→ Exercise description: Find how many lines of the records hold the string "list" and reply with only that total.

Supplied information Start Marker

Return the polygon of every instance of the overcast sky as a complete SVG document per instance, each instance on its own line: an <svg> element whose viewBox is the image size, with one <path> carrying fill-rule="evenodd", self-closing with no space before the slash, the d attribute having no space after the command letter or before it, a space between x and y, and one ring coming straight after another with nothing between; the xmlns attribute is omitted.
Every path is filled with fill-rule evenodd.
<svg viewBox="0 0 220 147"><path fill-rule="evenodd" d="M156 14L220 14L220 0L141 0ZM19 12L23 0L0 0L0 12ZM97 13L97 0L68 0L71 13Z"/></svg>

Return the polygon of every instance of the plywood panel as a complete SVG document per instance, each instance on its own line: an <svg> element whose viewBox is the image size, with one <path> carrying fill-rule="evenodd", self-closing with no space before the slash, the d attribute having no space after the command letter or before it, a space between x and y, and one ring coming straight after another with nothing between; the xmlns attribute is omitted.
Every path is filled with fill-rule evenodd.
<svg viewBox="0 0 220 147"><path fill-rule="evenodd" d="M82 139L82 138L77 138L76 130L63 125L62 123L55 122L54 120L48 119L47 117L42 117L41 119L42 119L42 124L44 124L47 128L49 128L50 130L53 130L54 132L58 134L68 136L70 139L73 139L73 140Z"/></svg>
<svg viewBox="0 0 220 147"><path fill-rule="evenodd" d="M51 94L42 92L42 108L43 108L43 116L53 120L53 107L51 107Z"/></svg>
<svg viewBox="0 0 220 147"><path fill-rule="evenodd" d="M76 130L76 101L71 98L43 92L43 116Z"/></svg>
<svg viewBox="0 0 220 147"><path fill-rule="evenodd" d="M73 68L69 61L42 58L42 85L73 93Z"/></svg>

Supplied information End Marker
Supplied information Start Marker

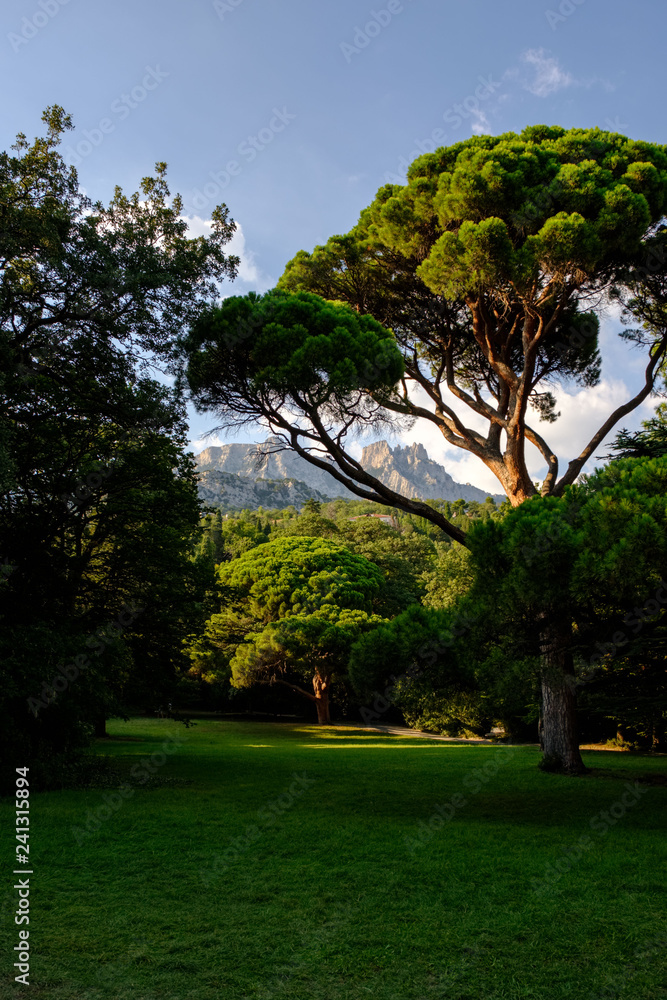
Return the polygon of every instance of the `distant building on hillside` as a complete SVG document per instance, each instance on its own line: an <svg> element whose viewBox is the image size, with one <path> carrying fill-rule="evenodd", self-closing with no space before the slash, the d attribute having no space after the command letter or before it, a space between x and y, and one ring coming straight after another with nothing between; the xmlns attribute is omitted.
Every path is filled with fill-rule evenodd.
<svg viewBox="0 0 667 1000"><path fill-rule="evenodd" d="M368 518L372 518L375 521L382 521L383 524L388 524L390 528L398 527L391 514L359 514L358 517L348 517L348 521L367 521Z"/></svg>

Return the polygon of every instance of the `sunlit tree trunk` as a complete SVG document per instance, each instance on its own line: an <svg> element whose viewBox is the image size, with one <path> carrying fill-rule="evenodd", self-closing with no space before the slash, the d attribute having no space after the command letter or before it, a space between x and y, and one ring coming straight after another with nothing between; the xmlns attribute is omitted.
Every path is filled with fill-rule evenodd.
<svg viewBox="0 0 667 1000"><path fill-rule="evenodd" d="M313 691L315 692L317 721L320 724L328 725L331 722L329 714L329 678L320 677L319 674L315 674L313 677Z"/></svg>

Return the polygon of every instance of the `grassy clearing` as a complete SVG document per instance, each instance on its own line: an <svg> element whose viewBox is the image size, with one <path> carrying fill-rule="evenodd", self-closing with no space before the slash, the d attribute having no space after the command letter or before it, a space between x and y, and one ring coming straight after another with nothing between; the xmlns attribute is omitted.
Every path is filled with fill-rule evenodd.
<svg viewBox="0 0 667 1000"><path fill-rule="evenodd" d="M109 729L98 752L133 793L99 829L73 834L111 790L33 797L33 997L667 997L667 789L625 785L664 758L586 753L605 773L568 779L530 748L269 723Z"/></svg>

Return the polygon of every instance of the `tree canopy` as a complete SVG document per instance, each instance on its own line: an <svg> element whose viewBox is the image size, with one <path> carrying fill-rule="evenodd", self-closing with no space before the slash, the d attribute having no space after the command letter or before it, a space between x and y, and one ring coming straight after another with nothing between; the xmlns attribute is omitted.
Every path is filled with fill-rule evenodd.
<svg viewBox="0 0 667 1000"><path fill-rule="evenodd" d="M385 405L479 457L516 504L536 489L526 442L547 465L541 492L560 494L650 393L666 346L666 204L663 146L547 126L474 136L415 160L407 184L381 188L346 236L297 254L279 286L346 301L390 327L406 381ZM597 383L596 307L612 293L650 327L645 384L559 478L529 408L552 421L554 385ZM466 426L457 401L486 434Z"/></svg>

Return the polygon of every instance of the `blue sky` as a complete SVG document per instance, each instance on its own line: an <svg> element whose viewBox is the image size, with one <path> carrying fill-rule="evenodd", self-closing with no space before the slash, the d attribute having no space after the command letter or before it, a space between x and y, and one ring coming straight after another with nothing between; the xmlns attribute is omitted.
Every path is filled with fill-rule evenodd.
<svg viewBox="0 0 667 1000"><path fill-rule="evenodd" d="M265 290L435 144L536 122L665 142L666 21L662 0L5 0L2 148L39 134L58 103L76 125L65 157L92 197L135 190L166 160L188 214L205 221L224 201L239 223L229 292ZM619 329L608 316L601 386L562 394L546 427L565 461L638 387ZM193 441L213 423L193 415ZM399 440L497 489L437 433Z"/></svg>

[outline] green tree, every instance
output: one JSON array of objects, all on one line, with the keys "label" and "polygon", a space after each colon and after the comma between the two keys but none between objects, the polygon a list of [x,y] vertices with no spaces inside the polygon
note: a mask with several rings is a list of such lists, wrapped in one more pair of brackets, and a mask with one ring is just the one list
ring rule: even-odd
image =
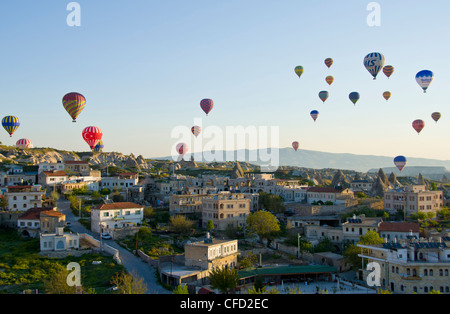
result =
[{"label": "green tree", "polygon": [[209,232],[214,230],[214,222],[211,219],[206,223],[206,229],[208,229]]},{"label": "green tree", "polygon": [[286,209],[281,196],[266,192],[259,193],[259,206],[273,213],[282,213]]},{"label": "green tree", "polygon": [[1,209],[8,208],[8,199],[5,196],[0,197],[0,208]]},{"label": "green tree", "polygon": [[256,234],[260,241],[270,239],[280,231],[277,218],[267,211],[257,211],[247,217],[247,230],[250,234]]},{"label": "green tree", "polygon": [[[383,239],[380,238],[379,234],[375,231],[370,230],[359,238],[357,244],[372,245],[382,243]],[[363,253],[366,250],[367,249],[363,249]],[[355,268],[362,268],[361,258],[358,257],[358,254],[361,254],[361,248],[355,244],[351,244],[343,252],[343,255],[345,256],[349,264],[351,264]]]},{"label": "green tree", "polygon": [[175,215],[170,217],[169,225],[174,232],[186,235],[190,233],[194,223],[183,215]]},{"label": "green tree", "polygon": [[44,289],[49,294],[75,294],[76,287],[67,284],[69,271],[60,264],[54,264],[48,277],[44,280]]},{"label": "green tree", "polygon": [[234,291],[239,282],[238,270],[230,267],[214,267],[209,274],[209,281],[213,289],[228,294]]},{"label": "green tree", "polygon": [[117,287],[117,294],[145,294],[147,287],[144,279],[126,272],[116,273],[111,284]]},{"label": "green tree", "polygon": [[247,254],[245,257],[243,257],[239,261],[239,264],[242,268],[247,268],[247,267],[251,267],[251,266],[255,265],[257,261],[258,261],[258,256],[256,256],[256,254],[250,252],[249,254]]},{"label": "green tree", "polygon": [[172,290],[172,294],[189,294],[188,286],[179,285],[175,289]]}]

Supplied information End Marker

→ Answer box: 2